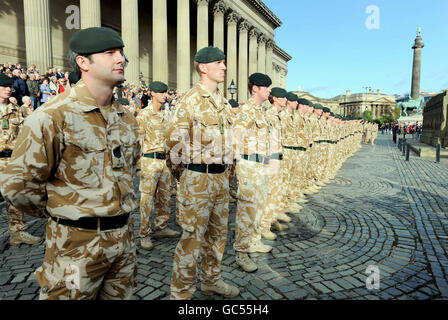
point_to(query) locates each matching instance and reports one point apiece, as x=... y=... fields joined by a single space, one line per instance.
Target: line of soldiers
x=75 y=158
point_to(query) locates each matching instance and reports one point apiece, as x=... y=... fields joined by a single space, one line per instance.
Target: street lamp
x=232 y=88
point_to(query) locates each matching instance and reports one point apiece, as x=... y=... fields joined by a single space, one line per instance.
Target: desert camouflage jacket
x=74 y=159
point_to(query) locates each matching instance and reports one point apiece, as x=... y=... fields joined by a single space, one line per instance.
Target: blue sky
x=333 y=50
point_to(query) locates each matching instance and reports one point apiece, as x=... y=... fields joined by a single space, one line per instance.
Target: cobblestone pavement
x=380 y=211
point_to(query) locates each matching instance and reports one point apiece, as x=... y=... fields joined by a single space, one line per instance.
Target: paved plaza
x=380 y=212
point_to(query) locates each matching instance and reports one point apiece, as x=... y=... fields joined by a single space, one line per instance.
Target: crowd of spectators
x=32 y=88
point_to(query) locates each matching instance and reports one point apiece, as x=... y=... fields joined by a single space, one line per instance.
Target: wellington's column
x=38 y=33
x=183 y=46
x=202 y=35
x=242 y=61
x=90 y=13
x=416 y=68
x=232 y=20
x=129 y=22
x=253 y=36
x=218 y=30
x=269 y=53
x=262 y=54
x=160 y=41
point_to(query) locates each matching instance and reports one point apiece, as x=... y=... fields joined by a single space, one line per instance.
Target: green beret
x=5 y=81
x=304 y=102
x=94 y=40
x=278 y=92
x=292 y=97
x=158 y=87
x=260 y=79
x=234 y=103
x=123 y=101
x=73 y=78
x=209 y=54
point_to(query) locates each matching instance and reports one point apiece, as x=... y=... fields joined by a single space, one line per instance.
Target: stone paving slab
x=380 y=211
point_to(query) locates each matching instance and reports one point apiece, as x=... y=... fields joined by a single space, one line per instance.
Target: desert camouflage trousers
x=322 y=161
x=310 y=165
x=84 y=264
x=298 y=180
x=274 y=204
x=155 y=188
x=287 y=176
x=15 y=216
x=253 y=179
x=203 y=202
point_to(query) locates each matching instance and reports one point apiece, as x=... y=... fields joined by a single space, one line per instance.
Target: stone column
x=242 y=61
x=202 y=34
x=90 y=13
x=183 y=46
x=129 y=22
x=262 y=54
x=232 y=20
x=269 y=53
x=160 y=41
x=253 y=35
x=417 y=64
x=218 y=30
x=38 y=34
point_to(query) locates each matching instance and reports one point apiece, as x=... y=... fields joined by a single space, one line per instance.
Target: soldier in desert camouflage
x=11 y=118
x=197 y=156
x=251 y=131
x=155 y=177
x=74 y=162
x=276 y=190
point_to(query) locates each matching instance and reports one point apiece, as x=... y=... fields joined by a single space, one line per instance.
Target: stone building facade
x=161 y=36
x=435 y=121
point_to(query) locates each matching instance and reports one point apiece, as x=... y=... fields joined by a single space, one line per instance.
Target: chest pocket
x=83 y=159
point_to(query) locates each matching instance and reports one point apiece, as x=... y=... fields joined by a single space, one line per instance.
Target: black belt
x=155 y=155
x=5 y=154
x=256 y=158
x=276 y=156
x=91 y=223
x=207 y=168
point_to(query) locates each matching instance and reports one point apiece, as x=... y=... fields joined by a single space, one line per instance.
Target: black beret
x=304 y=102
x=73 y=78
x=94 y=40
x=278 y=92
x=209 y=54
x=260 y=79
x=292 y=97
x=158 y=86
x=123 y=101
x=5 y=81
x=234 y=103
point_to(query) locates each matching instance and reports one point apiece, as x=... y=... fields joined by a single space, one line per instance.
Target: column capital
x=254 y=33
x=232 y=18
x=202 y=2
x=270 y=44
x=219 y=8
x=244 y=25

■ ■ ■ ■ ■

SET TASK.
Without including any picture, retype the entries exactly.

COMPLETE ANSWER.
point_to(query) locates each matching instance and reports one point apiece, as x=... y=... fields joined by a single space, one line per instance.
Target: line of soldiers
x=75 y=158
point_to(query) locates each matching instance and reports one point apiece, as x=... y=... fields joined by a single space, one line per instance.
Target: street lamp
x=232 y=88
point_to(query) locates each matching instance and reports one point apiece, as x=... y=... fields joined by a single space, one line per instance.
Target: desert camouflage jacket
x=74 y=159
point_to(query) locates each matching instance and reports one point apiece, as x=... y=... fields joined by a single space, one line per instance.
Target: blue sky
x=333 y=50
point_to(query) locates each matching instance and reports one point apiece, as x=... y=... fields joined by a single space, one line per instance.
Target: cobblestone pavement
x=380 y=211
point_to(query) locates each matching instance and reports one point apiece, as x=... y=... fields joined by a single space, one line per instance.
Target: paved plaza
x=380 y=212
point_to(query) locates each matching instance and reports one point apiece, as x=... y=... fields joined by a single space, one line per instance.
Target: crowd of spectators
x=32 y=88
point_to(query) locates each matching instance and reports one point apiece, as x=... y=... fields joined by a single space, one line per instance.
Target: wellington's column
x=38 y=33
x=183 y=46
x=202 y=35
x=242 y=61
x=90 y=13
x=416 y=68
x=232 y=20
x=129 y=22
x=253 y=36
x=218 y=30
x=269 y=53
x=262 y=54
x=160 y=41
point_to(query) locates each matching instance and reports one point apiece, as x=... y=... fields joined by a single space, one line per instance.
Target: green beret
x=5 y=81
x=304 y=102
x=94 y=40
x=278 y=92
x=292 y=97
x=158 y=87
x=260 y=79
x=234 y=103
x=123 y=101
x=73 y=78
x=209 y=54
point_to(query) locates each matching instance and reports one point apiece, as x=... y=... fields joined by a single space, one line per instance.
Target: stone paving slab
x=380 y=211
point_to(query) locates each matching instance and reports one point apiece, as x=... y=... fields joined by a single space, one line per instance.
Target: desert camouflage trousers
x=322 y=161
x=310 y=165
x=84 y=264
x=298 y=180
x=274 y=204
x=155 y=188
x=287 y=176
x=15 y=216
x=253 y=179
x=203 y=202
point_to(query) locates each matching instance and reports one point apiece, as x=... y=... fields joined by a single space, one line per instance.
Target: stone column
x=242 y=61
x=202 y=34
x=90 y=13
x=183 y=46
x=129 y=22
x=262 y=54
x=232 y=20
x=269 y=53
x=160 y=41
x=253 y=35
x=417 y=64
x=218 y=30
x=38 y=34
point_to(query) locates each matching instance and reports one point apiece, as x=... y=... fields joined by a single space, one line per instance.
Target: soldier in desert camouflage
x=11 y=118
x=197 y=156
x=251 y=131
x=155 y=177
x=74 y=162
x=276 y=190
point_to(query) locates each matching instance and reports one point apiece, as x=... y=... fields joined by a single space, one line per instance.
Target: stone building facade
x=161 y=36
x=435 y=121
point_to(query) locates each matching instance and reports one point apiece, as x=... y=... fields joined by a single space, one line per instance.
Target: chest pocket
x=83 y=159
point_to(query) locates each matching instance and reports one point apiece, as x=... y=... fields joined by a single space, one line per instance.
Target: black belt
x=155 y=155
x=5 y=154
x=256 y=158
x=276 y=156
x=91 y=223
x=207 y=168
point_to(query) locates each matching instance and reports one point apiece, as x=... y=... fields joined by a single space, one line per instance.
Target: black beret
x=304 y=102
x=73 y=78
x=94 y=40
x=278 y=92
x=209 y=54
x=260 y=79
x=292 y=97
x=158 y=86
x=123 y=101
x=5 y=81
x=234 y=103
point_to(query) locates each matching instance and reports one point apiece, as x=... y=... fields joined by a single space, one line per instance.
Target: column capital
x=254 y=33
x=232 y=18
x=202 y=2
x=270 y=44
x=219 y=8
x=244 y=25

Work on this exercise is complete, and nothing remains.